▸ QUOTED PASSAGE
11/22/17 03:17:38 PM
by Stella Osoba, CMT

Traders often use overbought/oversold signals generated by an indicator like the Relative Strength Indicator (RSI) to place contrarian bets. But sometimes sticking with the trend is far more profitable.

Security:   CAT
Position:   N/A

The RSI is a very popular momentum indicator. It was developed by Welles Wilder and one of its uses is to signal overbought/oversold conditions in a security. A security is overbought when it has risen too far too fast. This is often considered to be a warning that the security will soon correct by falling. A security is oversold when it has dropped too far too fast, and this is often considered to be a warning that it will soon rise. Watching for these conditions, traders will sometimes place a contrarian bet in the hopes of profiting when the stock rises or falls.

The default values of the RSI are 14 days and the default levels for the RSI are 70 and 30. The security is considered overbought if it rises above 70 and oversold if it falls below 30. These are not fixed levels and should be adjusted depending on the behavior of the security you are watching. For this article, we will use the default values to illustrate an important point about the dangers of a mechanical use of overbought and oversold levels.

Figure 1. Daily chart for CAT with RSI Indicator.

▸ GIVEN INFORMATION
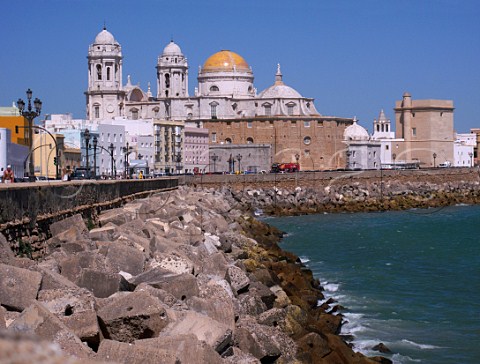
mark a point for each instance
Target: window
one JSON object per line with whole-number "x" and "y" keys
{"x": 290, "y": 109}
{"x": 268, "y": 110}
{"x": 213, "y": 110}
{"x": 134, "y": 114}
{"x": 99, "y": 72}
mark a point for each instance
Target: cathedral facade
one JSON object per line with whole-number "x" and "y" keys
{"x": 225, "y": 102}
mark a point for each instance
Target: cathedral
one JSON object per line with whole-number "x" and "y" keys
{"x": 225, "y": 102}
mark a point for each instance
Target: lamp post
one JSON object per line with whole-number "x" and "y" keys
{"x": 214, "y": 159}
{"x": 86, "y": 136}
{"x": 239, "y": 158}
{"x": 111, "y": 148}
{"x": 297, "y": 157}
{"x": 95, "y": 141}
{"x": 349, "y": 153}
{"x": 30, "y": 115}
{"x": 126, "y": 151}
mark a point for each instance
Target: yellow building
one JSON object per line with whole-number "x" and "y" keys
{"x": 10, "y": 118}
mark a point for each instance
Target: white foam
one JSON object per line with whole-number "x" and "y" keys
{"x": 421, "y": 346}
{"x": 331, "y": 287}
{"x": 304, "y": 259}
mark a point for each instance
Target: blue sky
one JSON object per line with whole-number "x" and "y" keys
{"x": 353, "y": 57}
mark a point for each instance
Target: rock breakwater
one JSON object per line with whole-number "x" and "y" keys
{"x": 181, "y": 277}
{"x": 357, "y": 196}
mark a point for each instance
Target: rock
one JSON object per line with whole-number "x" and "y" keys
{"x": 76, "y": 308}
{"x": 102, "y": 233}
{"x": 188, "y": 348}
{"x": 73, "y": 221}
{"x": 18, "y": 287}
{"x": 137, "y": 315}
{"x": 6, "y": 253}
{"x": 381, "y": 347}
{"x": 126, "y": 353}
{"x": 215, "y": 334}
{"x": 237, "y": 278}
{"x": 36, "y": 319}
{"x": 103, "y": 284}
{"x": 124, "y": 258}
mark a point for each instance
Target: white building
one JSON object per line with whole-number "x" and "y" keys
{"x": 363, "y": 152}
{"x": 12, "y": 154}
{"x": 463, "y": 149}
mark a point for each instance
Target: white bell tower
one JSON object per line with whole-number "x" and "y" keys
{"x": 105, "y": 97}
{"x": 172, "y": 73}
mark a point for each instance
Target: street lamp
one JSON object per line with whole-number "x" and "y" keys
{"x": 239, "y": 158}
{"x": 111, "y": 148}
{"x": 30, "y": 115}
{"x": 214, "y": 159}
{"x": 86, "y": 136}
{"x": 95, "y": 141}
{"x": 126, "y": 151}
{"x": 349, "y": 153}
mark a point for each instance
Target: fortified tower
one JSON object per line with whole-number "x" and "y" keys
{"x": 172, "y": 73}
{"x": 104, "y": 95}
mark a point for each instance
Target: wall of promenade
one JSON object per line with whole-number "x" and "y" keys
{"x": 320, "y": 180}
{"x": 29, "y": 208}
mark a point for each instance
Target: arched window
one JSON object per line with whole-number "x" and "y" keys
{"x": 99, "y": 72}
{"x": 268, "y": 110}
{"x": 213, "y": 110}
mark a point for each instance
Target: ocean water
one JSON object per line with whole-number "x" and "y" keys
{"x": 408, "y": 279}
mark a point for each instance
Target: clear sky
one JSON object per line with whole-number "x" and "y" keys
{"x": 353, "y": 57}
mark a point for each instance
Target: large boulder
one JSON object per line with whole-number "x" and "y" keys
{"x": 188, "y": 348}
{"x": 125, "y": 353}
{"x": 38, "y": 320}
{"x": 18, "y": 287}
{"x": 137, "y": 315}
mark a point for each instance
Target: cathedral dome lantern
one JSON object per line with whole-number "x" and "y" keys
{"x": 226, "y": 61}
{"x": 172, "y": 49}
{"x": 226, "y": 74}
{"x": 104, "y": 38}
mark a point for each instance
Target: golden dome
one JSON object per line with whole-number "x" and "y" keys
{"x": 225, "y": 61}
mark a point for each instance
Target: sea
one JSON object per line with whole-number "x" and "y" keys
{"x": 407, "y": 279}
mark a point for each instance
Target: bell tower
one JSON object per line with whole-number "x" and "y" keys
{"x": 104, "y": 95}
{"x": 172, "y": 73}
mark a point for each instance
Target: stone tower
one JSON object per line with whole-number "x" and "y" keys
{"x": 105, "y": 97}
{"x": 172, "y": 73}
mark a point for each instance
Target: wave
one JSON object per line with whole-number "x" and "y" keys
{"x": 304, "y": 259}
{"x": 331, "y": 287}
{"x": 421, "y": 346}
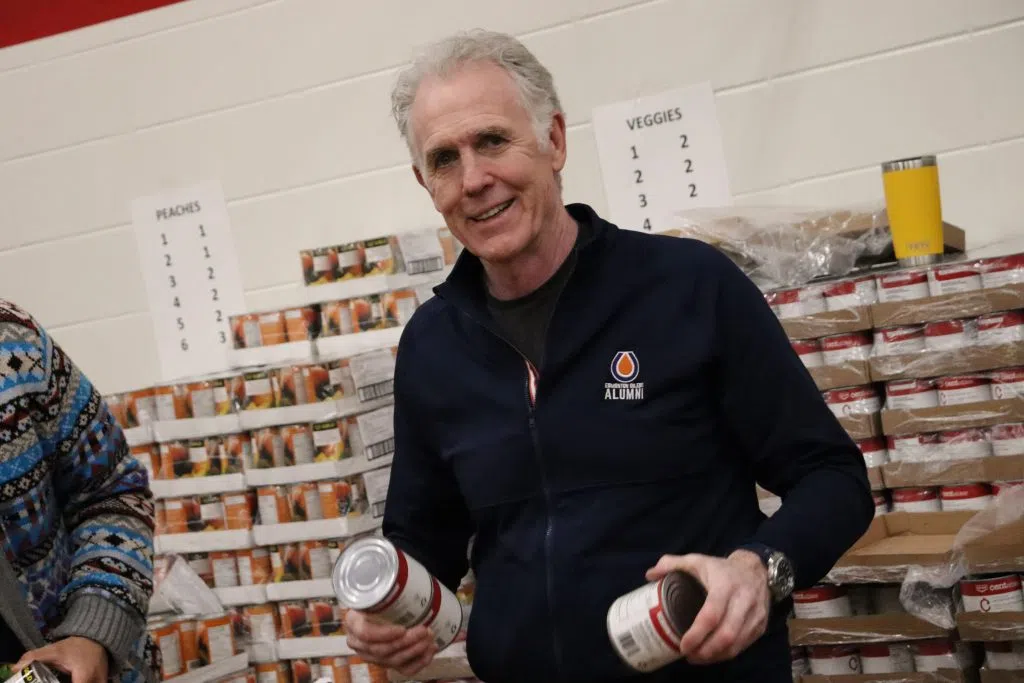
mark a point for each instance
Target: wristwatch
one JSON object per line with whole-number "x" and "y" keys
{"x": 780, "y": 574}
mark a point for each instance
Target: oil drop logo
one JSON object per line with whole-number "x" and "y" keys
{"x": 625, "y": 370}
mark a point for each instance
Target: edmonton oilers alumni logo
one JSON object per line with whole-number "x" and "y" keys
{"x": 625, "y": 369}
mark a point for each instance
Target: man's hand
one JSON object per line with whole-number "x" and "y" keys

▸ TASK LIST
a - Quote the RSI article between "Security:   CAT" and "rises or falls.", inclusive.
b - Condense the paragraph of the RSI article that begins "The default values of the RSI are" into a short bulleted list that keeps its main facts.
c - Does the RSI article support each statement? Answer yes or no, and quote the words that decide it.
(i) The RSI was developed by Welles Wilder.
(ii) An oversold security is one that has risen too far too fast.
(iii) The 70 and 30 levels should always stay the same.

▸ ANSWERS PER TASK
a -
Security:   CAT
Position:   N/A

The RSI is a very popular momentum indicator. It was developed by Welles Wilder and one of its uses is to signal overbought/oversold conditions in a security. A security is overbought when it has risen too far too fast. This is often considered to be a warning that the security will soon correct by falling. A security is oversold when it has dropped too far too fast, and this is often considered to be a warning that it will soon rise. Watching for these conditions, traders will sometimes place a contrarian bet in the hopes of profiting when the stock rises or falls.

b -
- Default RSI settings: 14 days, with levels of 70 and 30.
- Above 70, a security is considered overbought. Below 30, it is considered oversold.
- These levels are not fixed and should be adjusted to fit how the security behaves.
- The article uses the default values to show the dangers of applying overbought and oversold levels mechanically.

c -
(i) Yes: "It was developed by Welles Wilder"
(ii) No: "A security is oversold when it has dropped too far too fast"
(iii) No: "These are not fixed levels and should be adjusted depending on the behavior of the security you are watching"